Recently, Philadelphia School District officials implemented a program to reduce STD rates among teens that some parents are calling controversial. According to My Fox Philly, students attending 22 different high schools across the city will have access to free condom dispensers.
Getting real about sex
The news source spoke to Michelle DiSalvatore, whose daughter goes to South Philadelphia High School, which is one of the schools that will be dispensing the condoms. She said that times have changed and that teens are having sex, so it is important that schools address that fact and do what they can to keep students safe. Counsel & Heal also reported on this matter, and said that Philadelphia Mayor Michael Nutter has come out in support of the measure because he believes that STD rates among Philly teens is a serious issue that needs to be dealt with.
Not all parents are happy that their teens' schools will be offering free condoms, but the schools have placed a policy in place to help ease these parents concerns.
"Opt-out letters are to be maintained by the school office," Assistant Superintendent Dennis Creedon said in a statement, published by Counsel & Heal. "Students are to honor the wishes of their parents. If a student disrespects their guardian's directive, that is an issue of the home."
Free condoms in high schools
Philadelphia is not the only city that has decided to distribute condoms to high school students. According to an article published by Reuters, condoms will soon be made available in all 32 high schools in Boston and the 17,000 students that attend them. The news source spoke to Bill Albert, chief program officer of the National Campaign to Prevent Teen and Unplanned Pregnancy, who explained that parents may be concerned that giving students access to free condoms may cause an increase in the number of teens having sex, but studies have shown that is not the case.

* _Supplied information_:

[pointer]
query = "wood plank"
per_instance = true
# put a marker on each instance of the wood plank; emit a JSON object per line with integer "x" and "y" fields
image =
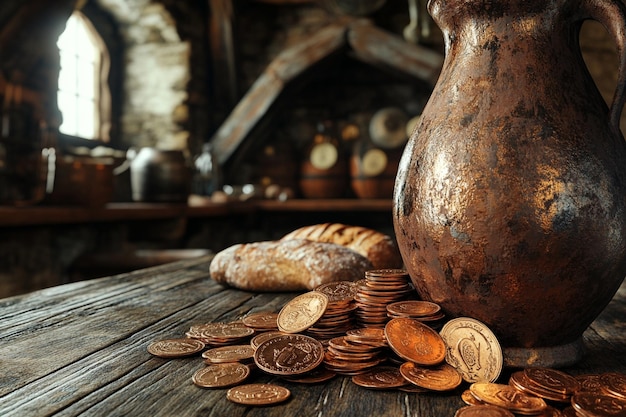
{"x": 262, "y": 96}
{"x": 381, "y": 48}
{"x": 81, "y": 349}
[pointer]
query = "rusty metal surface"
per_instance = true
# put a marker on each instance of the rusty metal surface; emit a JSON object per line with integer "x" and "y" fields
{"x": 510, "y": 198}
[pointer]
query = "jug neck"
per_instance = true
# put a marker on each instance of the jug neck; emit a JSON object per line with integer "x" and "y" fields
{"x": 477, "y": 22}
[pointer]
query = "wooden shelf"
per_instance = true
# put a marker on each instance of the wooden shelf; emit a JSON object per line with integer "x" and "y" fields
{"x": 42, "y": 215}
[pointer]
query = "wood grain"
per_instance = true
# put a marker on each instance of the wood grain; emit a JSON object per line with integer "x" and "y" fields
{"x": 80, "y": 349}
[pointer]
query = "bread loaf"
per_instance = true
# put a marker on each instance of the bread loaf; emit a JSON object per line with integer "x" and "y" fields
{"x": 379, "y": 248}
{"x": 286, "y": 265}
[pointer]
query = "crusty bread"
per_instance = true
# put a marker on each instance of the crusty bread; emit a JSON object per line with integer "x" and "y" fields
{"x": 286, "y": 265}
{"x": 379, "y": 248}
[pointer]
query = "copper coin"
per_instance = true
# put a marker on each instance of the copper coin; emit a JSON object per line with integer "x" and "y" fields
{"x": 302, "y": 312}
{"x": 233, "y": 353}
{"x": 415, "y": 341}
{"x": 221, "y": 375}
{"x": 262, "y": 337}
{"x": 317, "y": 375}
{"x": 599, "y": 405}
{"x": 261, "y": 321}
{"x": 472, "y": 349}
{"x": 507, "y": 397}
{"x": 469, "y": 399}
{"x": 338, "y": 291}
{"x": 483, "y": 410}
{"x": 221, "y": 331}
{"x": 590, "y": 382}
{"x": 381, "y": 377}
{"x": 289, "y": 354}
{"x": 414, "y": 308}
{"x": 615, "y": 384}
{"x": 552, "y": 380}
{"x": 175, "y": 348}
{"x": 439, "y": 378}
{"x": 258, "y": 394}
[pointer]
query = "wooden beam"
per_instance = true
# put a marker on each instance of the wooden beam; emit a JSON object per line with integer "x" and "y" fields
{"x": 380, "y": 48}
{"x": 286, "y": 67}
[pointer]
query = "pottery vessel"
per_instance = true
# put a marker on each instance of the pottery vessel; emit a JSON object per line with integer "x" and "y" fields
{"x": 510, "y": 198}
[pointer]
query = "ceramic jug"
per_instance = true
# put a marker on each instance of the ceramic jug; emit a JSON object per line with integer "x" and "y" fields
{"x": 510, "y": 198}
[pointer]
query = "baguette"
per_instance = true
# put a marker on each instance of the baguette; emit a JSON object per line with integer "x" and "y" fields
{"x": 286, "y": 265}
{"x": 379, "y": 248}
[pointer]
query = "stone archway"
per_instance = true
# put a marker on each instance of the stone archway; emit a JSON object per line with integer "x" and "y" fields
{"x": 156, "y": 73}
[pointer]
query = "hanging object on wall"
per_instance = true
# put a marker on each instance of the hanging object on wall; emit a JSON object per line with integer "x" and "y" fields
{"x": 387, "y": 128}
{"x": 324, "y": 169}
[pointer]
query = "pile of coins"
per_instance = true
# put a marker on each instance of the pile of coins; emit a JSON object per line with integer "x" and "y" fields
{"x": 407, "y": 352}
{"x": 338, "y": 317}
{"x": 424, "y": 311}
{"x": 380, "y": 288}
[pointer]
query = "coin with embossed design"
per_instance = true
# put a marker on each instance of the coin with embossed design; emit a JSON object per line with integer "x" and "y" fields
{"x": 599, "y": 405}
{"x": 221, "y": 375}
{"x": 507, "y": 397}
{"x": 414, "y": 341}
{"x": 338, "y": 291}
{"x": 263, "y": 320}
{"x": 442, "y": 377}
{"x": 483, "y": 410}
{"x": 233, "y": 353}
{"x": 302, "y": 312}
{"x": 473, "y": 349}
{"x": 381, "y": 377}
{"x": 289, "y": 354}
{"x": 258, "y": 394}
{"x": 175, "y": 348}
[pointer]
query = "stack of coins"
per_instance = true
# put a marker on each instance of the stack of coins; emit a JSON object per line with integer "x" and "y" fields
{"x": 424, "y": 311}
{"x": 347, "y": 358}
{"x": 220, "y": 334}
{"x": 338, "y": 317}
{"x": 380, "y": 288}
{"x": 549, "y": 384}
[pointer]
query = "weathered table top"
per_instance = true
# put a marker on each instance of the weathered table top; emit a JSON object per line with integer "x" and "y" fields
{"x": 80, "y": 349}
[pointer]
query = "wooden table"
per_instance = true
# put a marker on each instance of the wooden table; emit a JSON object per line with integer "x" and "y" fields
{"x": 80, "y": 349}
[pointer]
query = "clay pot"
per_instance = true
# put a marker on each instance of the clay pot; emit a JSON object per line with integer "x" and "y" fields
{"x": 510, "y": 198}
{"x": 160, "y": 176}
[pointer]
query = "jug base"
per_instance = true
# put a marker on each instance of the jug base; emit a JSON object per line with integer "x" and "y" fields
{"x": 549, "y": 356}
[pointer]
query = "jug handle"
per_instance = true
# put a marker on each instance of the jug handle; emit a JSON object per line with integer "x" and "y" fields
{"x": 612, "y": 15}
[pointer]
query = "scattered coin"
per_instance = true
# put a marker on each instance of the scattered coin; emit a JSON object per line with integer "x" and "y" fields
{"x": 261, "y": 321}
{"x": 472, "y": 349}
{"x": 302, "y": 312}
{"x": 590, "y": 382}
{"x": 338, "y": 291}
{"x": 380, "y": 377}
{"x": 221, "y": 375}
{"x": 615, "y": 384}
{"x": 442, "y": 377}
{"x": 507, "y": 397}
{"x": 598, "y": 405}
{"x": 258, "y": 394}
{"x": 233, "y": 353}
{"x": 469, "y": 398}
{"x": 415, "y": 342}
{"x": 483, "y": 410}
{"x": 317, "y": 375}
{"x": 175, "y": 348}
{"x": 262, "y": 337}
{"x": 289, "y": 354}
{"x": 550, "y": 384}
{"x": 220, "y": 334}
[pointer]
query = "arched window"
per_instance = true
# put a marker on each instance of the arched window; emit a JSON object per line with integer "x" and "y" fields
{"x": 83, "y": 97}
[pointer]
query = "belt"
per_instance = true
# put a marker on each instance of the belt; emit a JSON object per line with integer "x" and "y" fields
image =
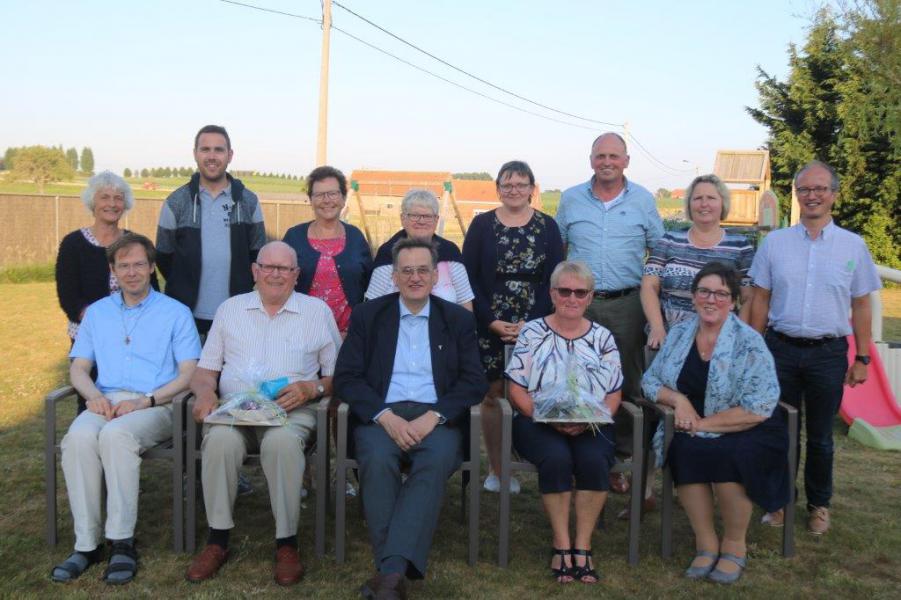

* _Directions_:
- 1) From the article on free condoms in high schools, set down the stretch from "Recently, Philadelphia School" through "free condom dispensers.".
- 2) Name every person the article on free condoms in high schools identifies by name.

* _In response_:
- 1)
Recently, Philadelphia School District officials implemented a program to reduce STD rates among teens that some parents are calling controversial. According to My Fox Philly, students attending 22 different high schools across the city will have access to free condom dispensers.

- 2)
Michelle DiSalvatore
Michael Nutter
Dennis Creedon
Bill Albert